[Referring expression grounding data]
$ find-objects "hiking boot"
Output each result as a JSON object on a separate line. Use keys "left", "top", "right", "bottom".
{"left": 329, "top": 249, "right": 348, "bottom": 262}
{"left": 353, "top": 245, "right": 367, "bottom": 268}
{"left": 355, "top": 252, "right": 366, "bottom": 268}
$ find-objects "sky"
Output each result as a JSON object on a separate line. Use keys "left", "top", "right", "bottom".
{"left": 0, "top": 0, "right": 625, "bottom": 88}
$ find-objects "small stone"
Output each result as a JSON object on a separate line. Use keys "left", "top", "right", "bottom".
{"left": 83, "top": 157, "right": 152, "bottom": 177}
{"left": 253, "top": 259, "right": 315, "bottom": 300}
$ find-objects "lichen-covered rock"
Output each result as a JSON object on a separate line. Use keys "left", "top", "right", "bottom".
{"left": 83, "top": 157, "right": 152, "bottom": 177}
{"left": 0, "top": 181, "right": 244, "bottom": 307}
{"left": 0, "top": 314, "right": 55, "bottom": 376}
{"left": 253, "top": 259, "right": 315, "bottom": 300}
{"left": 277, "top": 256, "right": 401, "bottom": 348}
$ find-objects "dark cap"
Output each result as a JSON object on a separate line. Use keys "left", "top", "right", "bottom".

**Problem requirements:** A word-for-word restatement of the data above is required.

**Solved problem:**
$ find-objects "hiking boot"
Output each result as a JSON object on a separate line. Use keys "left", "top", "right", "bottom".
{"left": 329, "top": 249, "right": 348, "bottom": 262}
{"left": 353, "top": 245, "right": 367, "bottom": 268}
{"left": 355, "top": 252, "right": 366, "bottom": 268}
$ find-objects "sky"
Output each result as a JSON object on a separate line. Use keys "left", "top", "right", "bottom".
{"left": 0, "top": 0, "right": 625, "bottom": 88}
$ find-objects "small stone"
Output each result as a JSON object on a separate line. Use keys "left", "top", "right", "bottom".
{"left": 83, "top": 157, "right": 152, "bottom": 177}
{"left": 253, "top": 259, "right": 315, "bottom": 300}
$ find-objects "lichen-covered rock"
Output each result as a JSON object on a separate line. Use keys "left", "top", "right", "bottom".
{"left": 83, "top": 157, "right": 152, "bottom": 177}
{"left": 0, "top": 181, "right": 244, "bottom": 307}
{"left": 0, "top": 314, "right": 55, "bottom": 376}
{"left": 253, "top": 259, "right": 315, "bottom": 300}
{"left": 277, "top": 256, "right": 401, "bottom": 348}
$ find-objects "dark cap"
Output each result as a JSON object on a separate line. Use keys "left", "top", "right", "bottom".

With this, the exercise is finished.